#### [Extract provided]
************

Welcome to the Healthcare Industry Barometer 2014.
We started our annual healthcare survey back in 2008 with the aim of tracking the views over time of independent providers, investors, advisers and healthcare professionals on the key issues facing the health and social care sectors. Back in 2008, the UK health landscape included the Darzi Review, discussions on increased competition and choice in the market, the need to integrate health and social care markets and long term trends to home based solutions. There was a health budget shortfall estimated at £8-10 billion.
In some ways, a lot has changed over these last six years. We have had major radical healthcare reform in the shape of the Health & Social Care Act 2012 and the Care Act 2014. We have witnessed a significant increase in investment from overseas in the sector, principally through real estate backed portfolio asset transactions. We are enjoying the results of the relatively fast pace of medical advances and the growing international pharma and medical technology markets.
Plenty, however, has not changed. The fundamentals remain the same. We have a continually ageing population, with better health outcomes and a longer life expectancy. We have a greater burden of disease and disability, including mental health and elderly care issues. People continue to demand a greater say in decisions about their care and have higher expectations. As lifestyles and behaviours change, we have seen risk factors such as the effect of cigarette smoking reduce, only to be replaced with others such as obesity and alcohol. Most importantly we have had throughout the period of this annual survey, a significant and potentially crippling NHS budget deficit.

************

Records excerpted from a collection
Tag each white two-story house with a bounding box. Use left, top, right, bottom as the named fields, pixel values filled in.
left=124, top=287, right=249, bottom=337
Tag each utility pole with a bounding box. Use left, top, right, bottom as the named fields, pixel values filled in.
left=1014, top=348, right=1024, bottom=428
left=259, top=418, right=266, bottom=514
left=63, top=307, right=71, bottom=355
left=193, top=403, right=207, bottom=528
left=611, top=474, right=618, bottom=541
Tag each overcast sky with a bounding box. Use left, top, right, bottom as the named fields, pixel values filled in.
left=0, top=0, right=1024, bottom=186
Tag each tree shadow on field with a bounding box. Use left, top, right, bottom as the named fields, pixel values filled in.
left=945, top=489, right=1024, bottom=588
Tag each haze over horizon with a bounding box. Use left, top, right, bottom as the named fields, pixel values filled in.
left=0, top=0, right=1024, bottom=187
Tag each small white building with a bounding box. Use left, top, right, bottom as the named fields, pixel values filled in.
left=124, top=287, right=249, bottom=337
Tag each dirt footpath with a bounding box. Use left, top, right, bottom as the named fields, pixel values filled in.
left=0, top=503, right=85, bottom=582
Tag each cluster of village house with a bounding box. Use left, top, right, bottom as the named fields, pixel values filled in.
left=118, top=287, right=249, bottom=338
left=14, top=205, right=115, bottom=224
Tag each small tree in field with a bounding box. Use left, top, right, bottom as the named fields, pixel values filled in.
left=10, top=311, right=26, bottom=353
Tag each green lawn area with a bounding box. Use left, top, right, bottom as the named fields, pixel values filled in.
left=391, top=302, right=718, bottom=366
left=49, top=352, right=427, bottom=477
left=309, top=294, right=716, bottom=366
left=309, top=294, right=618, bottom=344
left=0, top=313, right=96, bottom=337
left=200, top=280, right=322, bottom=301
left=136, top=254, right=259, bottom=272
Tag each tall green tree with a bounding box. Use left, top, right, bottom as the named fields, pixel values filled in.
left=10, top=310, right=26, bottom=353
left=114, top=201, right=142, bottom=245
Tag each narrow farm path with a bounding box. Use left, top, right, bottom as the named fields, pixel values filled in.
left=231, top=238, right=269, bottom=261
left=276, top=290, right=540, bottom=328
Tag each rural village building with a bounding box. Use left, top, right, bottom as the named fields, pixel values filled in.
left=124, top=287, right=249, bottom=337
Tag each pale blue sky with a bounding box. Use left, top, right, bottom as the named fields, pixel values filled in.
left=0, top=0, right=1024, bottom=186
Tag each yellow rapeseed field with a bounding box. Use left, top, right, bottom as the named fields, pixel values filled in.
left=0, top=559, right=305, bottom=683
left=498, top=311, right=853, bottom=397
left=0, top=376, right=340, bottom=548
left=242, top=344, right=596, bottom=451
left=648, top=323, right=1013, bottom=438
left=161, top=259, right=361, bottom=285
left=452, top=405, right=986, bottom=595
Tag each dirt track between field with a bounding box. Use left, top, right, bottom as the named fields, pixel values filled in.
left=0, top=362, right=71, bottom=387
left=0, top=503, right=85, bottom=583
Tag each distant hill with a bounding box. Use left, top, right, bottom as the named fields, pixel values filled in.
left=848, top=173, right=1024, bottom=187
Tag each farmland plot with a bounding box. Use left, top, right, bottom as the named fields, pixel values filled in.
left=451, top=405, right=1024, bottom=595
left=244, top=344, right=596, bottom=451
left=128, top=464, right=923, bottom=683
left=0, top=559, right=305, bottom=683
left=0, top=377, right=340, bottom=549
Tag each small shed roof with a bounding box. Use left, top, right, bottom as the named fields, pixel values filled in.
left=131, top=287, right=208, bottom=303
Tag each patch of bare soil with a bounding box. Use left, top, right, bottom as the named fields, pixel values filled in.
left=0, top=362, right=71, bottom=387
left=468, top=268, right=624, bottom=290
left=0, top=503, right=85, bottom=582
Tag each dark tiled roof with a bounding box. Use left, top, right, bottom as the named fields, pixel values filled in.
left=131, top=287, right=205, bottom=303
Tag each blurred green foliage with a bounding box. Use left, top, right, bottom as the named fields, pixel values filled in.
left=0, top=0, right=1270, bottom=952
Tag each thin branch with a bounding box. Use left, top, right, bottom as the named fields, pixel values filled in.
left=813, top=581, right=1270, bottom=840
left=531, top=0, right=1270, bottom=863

************

#### [What you will do]
According to the Healthcare Industry Barometer introduction, what was the estimated health budget shortfall in 2008?

#### [Exercise answer]
It was estimated at £8-10 billion.